§ Assignment
For each statement about the opinion piece on French citizenship below, answer yes or no according to the piece, and quote the exact words that decide it. 1. Lassana Bathily was granted French citizenship for his actions during the attack. 2. Marine Le Pen's op-ed appeared in Le Monde. 3. The writer views a conduct-based conception of citizenship as harmless.

§ Document passage
• • • • •

Opinion
Eric Feferberg / AFP / Getty Images

For French Muslims, citizenship is conditional

Bestowing or revoking citizenship for conduct follows insidious logic

January 22, 2015 2:00AM ET

Two seemingly unrelated events took place in Paris after the attacks on Charlie Hebdo and a kosher grocery store that reveal much about the unhealthy state of France’s social contract. First, Lassana Bathily, the undocumented Muslim man who saved customers in the kosher grocery during the attack was granted French citizenship for his actions. Then on Jan. 19, Marine Le Pen, the president of France’s National Front party, wrote in an op-ed for The New York Times that “stripping jihadists of their French citizenship is an absolute necessity … We, the French, are viscerally attached to our laïcité, our sovereignty, our independence, our values.” Both cases — one in which citizenship is granted, the other in which a politician advocates for it to be taken away — rely on a conduct-based metric for citizenship. Such a conception of citizenship is damaging for multiple reasons, but it is particularly harmful to French Muslims and their continued existence in France.

• • • • •

§ Material shown
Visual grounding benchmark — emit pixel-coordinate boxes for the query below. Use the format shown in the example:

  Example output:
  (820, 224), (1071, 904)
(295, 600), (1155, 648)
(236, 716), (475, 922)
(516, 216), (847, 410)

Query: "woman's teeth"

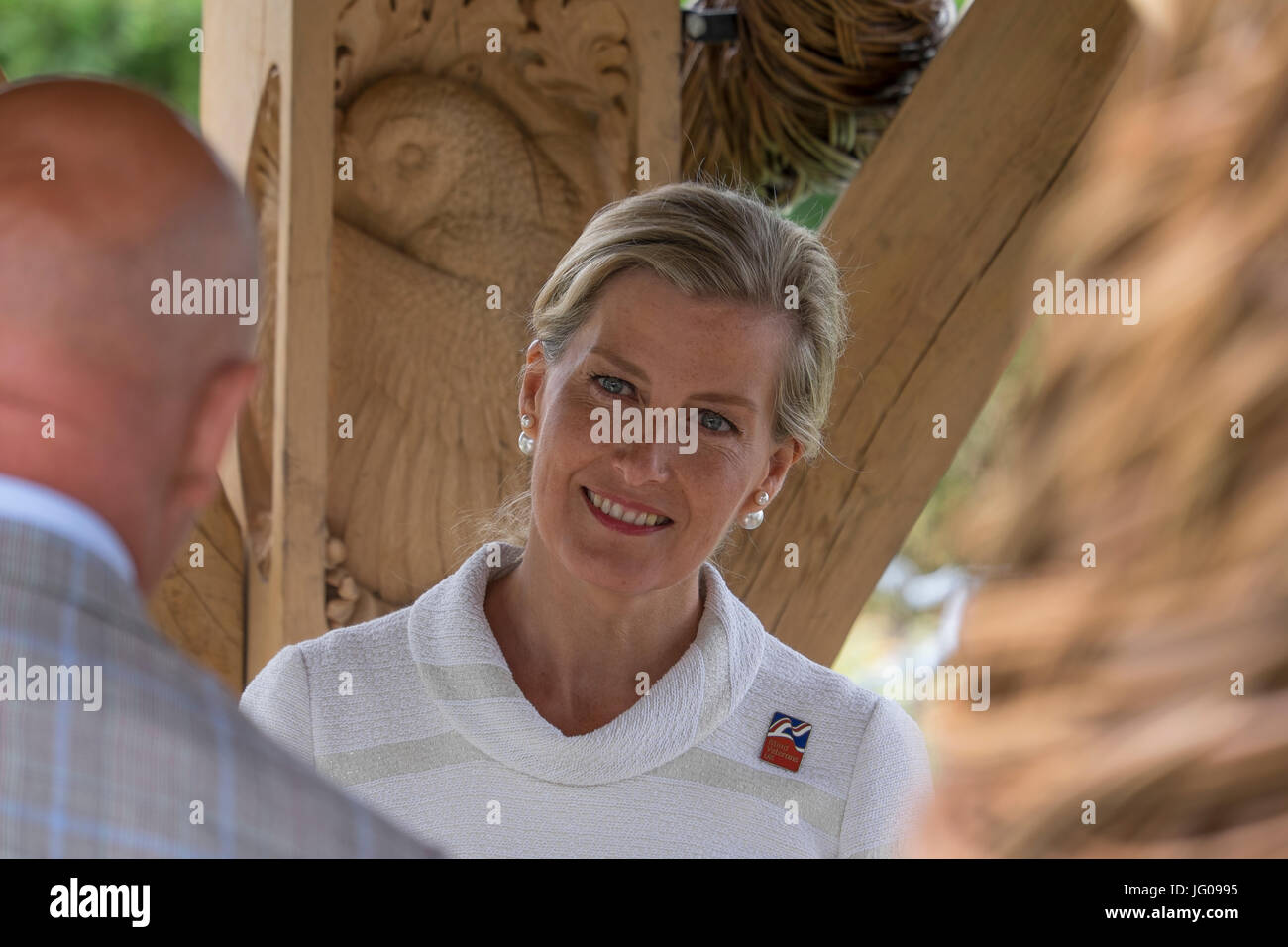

• • • • •

§ Solution for this exercise
1. Yes: "was granted French citizenship for his actions"
2. No: "wrote in an op-ed for The New York Times"
3. No: "Such a conception of citizenship is damaging for multiple reasons"